Copy out every line in the records below that contains the word "hair".

Records shown ::
◆ ◆ ◆ ◆

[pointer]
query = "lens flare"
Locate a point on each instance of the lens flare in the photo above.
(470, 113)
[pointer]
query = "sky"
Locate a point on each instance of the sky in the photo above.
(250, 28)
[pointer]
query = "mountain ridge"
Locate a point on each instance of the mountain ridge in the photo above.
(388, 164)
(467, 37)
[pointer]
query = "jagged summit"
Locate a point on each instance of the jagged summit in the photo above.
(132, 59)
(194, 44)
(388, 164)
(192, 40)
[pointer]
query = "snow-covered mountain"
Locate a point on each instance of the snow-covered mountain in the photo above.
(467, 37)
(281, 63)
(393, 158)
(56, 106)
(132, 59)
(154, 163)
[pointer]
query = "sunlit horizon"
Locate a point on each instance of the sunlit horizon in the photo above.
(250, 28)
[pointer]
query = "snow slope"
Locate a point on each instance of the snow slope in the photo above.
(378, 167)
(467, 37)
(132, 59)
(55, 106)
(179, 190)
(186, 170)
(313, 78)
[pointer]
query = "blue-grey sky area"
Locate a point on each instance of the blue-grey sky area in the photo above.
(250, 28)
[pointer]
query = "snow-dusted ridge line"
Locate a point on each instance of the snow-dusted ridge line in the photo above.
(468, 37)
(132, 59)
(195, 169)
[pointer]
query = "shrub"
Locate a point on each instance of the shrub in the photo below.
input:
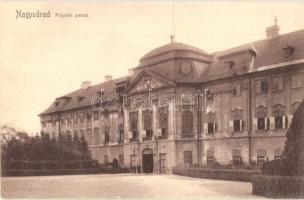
(220, 174)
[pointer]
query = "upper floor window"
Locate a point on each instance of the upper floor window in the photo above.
(261, 86)
(277, 83)
(236, 90)
(107, 135)
(236, 124)
(261, 156)
(96, 136)
(163, 123)
(187, 123)
(187, 102)
(236, 156)
(188, 158)
(96, 115)
(210, 156)
(148, 123)
(288, 51)
(297, 80)
(279, 120)
(260, 122)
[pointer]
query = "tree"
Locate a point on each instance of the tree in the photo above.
(293, 155)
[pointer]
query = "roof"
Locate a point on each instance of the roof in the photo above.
(71, 100)
(267, 52)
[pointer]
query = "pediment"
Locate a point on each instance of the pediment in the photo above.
(148, 80)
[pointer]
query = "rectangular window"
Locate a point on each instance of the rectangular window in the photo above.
(236, 160)
(164, 132)
(296, 80)
(121, 135)
(133, 160)
(278, 122)
(96, 115)
(264, 86)
(237, 125)
(277, 157)
(162, 162)
(188, 158)
(134, 134)
(149, 133)
(261, 124)
(260, 160)
(210, 160)
(277, 83)
(121, 160)
(107, 137)
(106, 159)
(211, 128)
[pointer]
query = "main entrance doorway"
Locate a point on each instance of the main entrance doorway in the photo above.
(148, 161)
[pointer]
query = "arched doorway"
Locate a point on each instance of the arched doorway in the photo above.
(147, 160)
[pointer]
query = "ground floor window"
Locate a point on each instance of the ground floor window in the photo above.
(260, 160)
(133, 160)
(162, 162)
(236, 160)
(210, 160)
(106, 159)
(188, 158)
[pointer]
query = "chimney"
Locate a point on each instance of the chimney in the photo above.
(108, 78)
(273, 31)
(85, 84)
(130, 71)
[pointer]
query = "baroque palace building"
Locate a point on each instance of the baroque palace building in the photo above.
(182, 106)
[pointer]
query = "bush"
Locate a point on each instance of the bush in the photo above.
(278, 186)
(220, 174)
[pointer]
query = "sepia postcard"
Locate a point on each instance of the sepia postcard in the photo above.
(152, 99)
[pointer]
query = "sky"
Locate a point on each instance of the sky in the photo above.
(44, 58)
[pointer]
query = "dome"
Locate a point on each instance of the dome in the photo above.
(171, 51)
(172, 47)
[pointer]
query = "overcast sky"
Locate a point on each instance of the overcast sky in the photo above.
(43, 58)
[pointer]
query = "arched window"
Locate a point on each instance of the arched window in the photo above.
(148, 123)
(107, 135)
(261, 120)
(163, 123)
(187, 123)
(88, 136)
(133, 125)
(237, 123)
(96, 136)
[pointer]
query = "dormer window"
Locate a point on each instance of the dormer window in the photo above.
(288, 51)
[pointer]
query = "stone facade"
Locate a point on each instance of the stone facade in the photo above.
(183, 106)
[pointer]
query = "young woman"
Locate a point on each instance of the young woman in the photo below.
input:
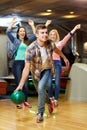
(54, 36)
(20, 44)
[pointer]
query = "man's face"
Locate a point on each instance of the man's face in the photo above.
(42, 35)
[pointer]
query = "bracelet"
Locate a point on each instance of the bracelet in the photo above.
(71, 33)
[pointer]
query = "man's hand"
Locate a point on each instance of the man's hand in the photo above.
(67, 63)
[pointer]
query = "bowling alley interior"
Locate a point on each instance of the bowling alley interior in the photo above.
(71, 110)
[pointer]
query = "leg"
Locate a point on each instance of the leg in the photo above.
(17, 71)
(57, 79)
(50, 87)
(41, 93)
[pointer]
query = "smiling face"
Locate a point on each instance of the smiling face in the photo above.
(54, 36)
(21, 33)
(42, 35)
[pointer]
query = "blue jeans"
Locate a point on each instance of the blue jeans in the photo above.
(58, 67)
(41, 89)
(17, 71)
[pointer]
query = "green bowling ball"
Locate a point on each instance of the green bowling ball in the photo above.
(17, 97)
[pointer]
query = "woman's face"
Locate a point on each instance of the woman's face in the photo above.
(53, 36)
(21, 33)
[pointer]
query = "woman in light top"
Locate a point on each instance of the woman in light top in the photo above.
(20, 44)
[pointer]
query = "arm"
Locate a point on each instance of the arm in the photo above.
(56, 50)
(67, 37)
(78, 26)
(8, 31)
(25, 75)
(31, 23)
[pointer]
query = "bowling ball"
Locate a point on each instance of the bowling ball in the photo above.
(17, 97)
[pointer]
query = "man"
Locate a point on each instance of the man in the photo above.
(38, 60)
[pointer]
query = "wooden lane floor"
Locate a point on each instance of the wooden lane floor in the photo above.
(69, 115)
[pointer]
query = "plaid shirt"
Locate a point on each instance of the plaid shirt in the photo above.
(33, 56)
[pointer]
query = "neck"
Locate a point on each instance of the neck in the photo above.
(41, 43)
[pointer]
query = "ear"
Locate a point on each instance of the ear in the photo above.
(36, 34)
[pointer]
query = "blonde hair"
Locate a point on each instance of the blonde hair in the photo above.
(57, 34)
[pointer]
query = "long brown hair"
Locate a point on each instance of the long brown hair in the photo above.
(26, 40)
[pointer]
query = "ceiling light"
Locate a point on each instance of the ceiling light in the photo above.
(71, 12)
(49, 10)
(70, 16)
(44, 13)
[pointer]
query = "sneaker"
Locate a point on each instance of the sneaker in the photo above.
(55, 103)
(26, 104)
(50, 107)
(19, 106)
(39, 118)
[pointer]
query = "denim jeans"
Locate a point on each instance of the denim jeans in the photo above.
(41, 89)
(17, 71)
(58, 67)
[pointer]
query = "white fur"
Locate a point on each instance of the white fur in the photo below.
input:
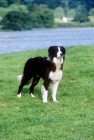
(54, 87)
(19, 78)
(44, 94)
(32, 95)
(59, 52)
(19, 95)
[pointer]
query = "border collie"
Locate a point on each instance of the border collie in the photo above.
(49, 69)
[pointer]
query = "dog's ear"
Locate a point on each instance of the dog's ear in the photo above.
(50, 50)
(63, 50)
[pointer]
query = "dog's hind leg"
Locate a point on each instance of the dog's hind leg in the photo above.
(34, 83)
(44, 90)
(54, 87)
(24, 81)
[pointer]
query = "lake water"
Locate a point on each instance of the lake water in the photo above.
(15, 41)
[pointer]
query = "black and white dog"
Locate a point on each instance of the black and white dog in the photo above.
(49, 69)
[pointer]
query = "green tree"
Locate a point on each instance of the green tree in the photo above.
(3, 3)
(13, 2)
(20, 19)
(91, 12)
(80, 17)
(42, 18)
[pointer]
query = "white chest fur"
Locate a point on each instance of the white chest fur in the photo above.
(57, 75)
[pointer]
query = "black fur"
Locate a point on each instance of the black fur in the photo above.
(40, 67)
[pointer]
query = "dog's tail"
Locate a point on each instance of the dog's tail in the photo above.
(19, 78)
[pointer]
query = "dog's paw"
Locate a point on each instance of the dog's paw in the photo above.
(19, 95)
(56, 101)
(32, 95)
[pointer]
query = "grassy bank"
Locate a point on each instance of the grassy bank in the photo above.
(29, 119)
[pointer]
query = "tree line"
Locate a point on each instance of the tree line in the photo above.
(28, 14)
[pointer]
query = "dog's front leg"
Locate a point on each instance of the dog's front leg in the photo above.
(54, 87)
(44, 91)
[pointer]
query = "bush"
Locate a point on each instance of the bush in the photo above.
(11, 26)
(19, 18)
(80, 17)
(42, 18)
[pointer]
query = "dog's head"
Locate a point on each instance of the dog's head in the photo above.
(56, 51)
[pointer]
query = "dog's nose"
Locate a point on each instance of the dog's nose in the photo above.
(61, 54)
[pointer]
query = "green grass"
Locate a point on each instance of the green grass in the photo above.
(30, 119)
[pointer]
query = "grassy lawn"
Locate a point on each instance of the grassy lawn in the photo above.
(30, 119)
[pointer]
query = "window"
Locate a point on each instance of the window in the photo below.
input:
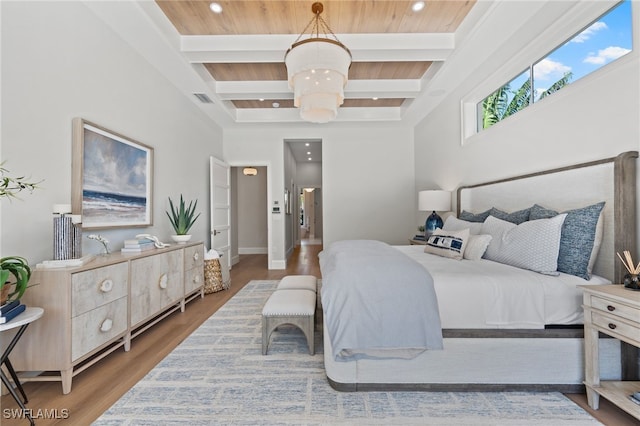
(605, 40)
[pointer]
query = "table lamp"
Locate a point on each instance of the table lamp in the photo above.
(434, 200)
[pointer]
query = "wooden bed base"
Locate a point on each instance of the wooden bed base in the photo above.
(516, 351)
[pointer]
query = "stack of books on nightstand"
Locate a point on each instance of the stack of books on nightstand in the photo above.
(10, 310)
(138, 245)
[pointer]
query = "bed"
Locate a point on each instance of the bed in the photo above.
(499, 327)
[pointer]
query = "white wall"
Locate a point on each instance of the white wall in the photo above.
(58, 62)
(592, 118)
(367, 179)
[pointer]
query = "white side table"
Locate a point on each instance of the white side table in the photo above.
(21, 322)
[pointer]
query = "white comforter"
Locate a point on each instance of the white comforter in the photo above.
(486, 294)
(375, 298)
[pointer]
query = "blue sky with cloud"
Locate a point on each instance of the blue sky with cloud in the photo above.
(603, 41)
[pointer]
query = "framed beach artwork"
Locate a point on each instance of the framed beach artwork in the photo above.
(112, 178)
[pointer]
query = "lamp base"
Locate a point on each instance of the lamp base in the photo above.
(433, 222)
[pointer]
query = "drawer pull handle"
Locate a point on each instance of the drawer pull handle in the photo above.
(106, 286)
(163, 281)
(106, 325)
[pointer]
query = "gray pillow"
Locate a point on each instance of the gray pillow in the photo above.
(514, 217)
(531, 245)
(579, 242)
(474, 217)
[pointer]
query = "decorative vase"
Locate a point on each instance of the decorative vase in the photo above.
(632, 281)
(181, 239)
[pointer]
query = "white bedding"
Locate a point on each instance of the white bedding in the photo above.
(487, 294)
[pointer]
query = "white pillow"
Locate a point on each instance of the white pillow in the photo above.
(452, 223)
(447, 243)
(476, 246)
(532, 245)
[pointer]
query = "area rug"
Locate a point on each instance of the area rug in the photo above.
(218, 376)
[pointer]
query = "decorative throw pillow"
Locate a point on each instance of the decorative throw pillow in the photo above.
(452, 223)
(476, 246)
(474, 217)
(514, 217)
(447, 243)
(532, 245)
(580, 240)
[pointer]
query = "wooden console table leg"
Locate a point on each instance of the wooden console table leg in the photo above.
(66, 377)
(592, 365)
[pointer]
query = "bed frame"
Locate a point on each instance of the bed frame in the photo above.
(512, 360)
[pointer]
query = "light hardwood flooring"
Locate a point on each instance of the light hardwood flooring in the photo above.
(97, 388)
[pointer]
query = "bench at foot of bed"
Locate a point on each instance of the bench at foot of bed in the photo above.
(289, 306)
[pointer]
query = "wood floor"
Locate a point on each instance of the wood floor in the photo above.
(100, 386)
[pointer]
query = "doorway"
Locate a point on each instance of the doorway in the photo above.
(310, 216)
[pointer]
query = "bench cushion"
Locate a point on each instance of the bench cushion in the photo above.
(290, 302)
(306, 282)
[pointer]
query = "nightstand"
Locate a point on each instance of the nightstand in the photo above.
(614, 311)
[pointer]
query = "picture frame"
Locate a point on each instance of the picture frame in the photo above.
(112, 178)
(287, 201)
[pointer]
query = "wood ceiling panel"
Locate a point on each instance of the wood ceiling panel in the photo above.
(278, 71)
(194, 17)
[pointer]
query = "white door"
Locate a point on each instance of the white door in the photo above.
(220, 187)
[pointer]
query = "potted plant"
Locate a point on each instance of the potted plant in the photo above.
(182, 218)
(14, 270)
(14, 278)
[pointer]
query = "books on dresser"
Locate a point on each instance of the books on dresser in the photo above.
(11, 313)
(138, 245)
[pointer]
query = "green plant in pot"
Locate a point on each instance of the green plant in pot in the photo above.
(14, 278)
(182, 218)
(14, 270)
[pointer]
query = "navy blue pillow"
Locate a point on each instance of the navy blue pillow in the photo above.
(577, 238)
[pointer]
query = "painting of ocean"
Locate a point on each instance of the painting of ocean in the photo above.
(116, 181)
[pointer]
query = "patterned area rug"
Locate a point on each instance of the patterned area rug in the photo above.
(218, 375)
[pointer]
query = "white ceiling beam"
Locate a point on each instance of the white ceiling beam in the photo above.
(272, 48)
(355, 89)
(284, 115)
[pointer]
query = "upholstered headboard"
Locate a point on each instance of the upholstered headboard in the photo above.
(612, 180)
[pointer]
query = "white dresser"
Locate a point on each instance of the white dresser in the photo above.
(615, 311)
(94, 309)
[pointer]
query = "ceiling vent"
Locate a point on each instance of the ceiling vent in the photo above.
(203, 98)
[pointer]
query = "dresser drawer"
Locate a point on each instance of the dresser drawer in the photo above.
(613, 324)
(615, 308)
(194, 257)
(98, 326)
(193, 279)
(97, 287)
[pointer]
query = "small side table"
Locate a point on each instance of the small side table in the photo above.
(22, 321)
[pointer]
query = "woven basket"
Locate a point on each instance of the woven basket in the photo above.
(212, 276)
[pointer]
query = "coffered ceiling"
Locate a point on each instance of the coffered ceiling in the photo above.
(239, 53)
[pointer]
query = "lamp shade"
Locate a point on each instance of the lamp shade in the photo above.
(317, 69)
(434, 200)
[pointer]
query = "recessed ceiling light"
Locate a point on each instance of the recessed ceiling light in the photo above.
(418, 6)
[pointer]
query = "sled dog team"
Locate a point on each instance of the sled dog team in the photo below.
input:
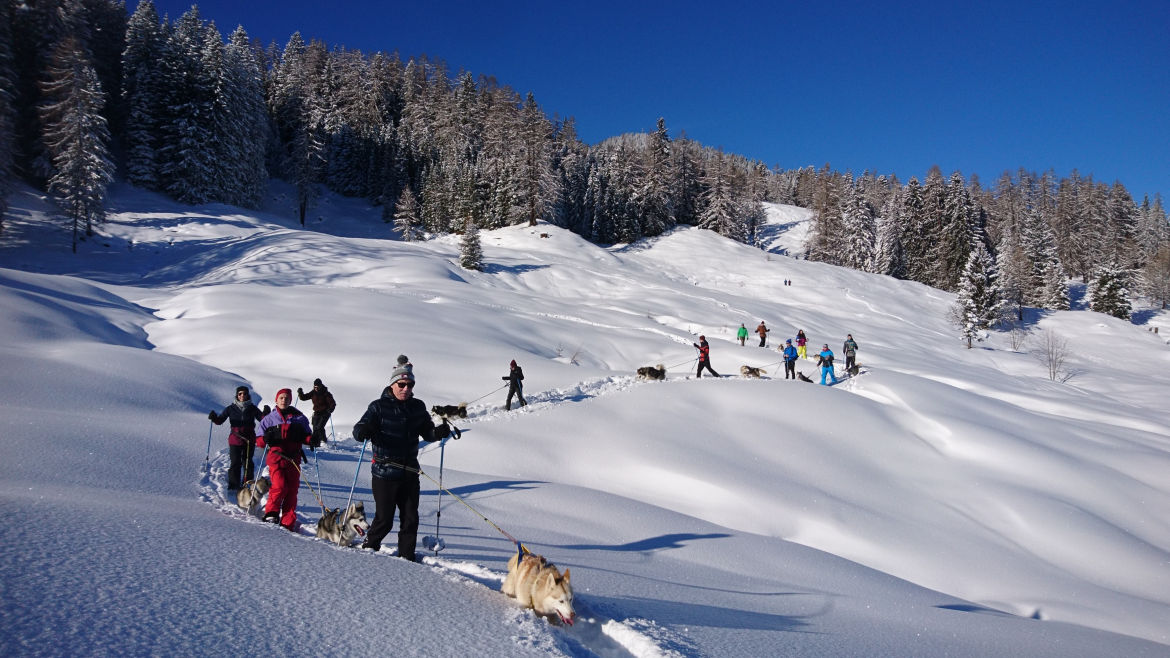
(791, 354)
(393, 424)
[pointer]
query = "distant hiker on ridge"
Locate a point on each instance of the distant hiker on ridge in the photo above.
(704, 357)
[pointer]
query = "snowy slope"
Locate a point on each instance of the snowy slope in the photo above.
(945, 501)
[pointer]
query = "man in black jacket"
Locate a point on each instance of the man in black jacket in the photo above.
(515, 379)
(393, 424)
(241, 441)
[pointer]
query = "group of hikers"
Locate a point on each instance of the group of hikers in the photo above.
(393, 424)
(791, 353)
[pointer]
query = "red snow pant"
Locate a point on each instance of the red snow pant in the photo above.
(286, 479)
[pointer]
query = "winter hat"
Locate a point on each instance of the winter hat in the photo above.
(401, 374)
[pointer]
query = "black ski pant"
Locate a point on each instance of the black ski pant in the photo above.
(515, 391)
(387, 497)
(319, 418)
(240, 461)
(704, 363)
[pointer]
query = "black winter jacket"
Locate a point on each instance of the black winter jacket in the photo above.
(394, 427)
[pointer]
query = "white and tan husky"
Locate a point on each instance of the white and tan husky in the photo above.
(252, 492)
(536, 583)
(344, 529)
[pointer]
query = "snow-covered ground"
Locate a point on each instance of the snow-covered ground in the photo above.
(947, 501)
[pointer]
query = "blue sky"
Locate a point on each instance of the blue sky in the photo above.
(889, 87)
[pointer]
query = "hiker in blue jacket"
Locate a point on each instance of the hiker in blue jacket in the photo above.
(825, 361)
(790, 360)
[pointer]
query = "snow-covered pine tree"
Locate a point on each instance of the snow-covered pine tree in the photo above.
(1156, 276)
(538, 183)
(470, 252)
(654, 198)
(142, 67)
(1109, 292)
(7, 109)
(76, 136)
(246, 129)
(978, 303)
(185, 155)
(889, 258)
(955, 240)
(721, 210)
(407, 220)
(859, 230)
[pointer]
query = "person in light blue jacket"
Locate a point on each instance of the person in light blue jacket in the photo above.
(790, 360)
(825, 361)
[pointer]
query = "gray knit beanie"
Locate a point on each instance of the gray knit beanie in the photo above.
(401, 372)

◆ ◆ ◆ ◆

Answer to the problem ::
query = "blonde hair"
Locate a point on each instance of the blonde hair in the photo above.
query = "long brown hair"
Locate a point on each instance of the long brown hair in the photo above.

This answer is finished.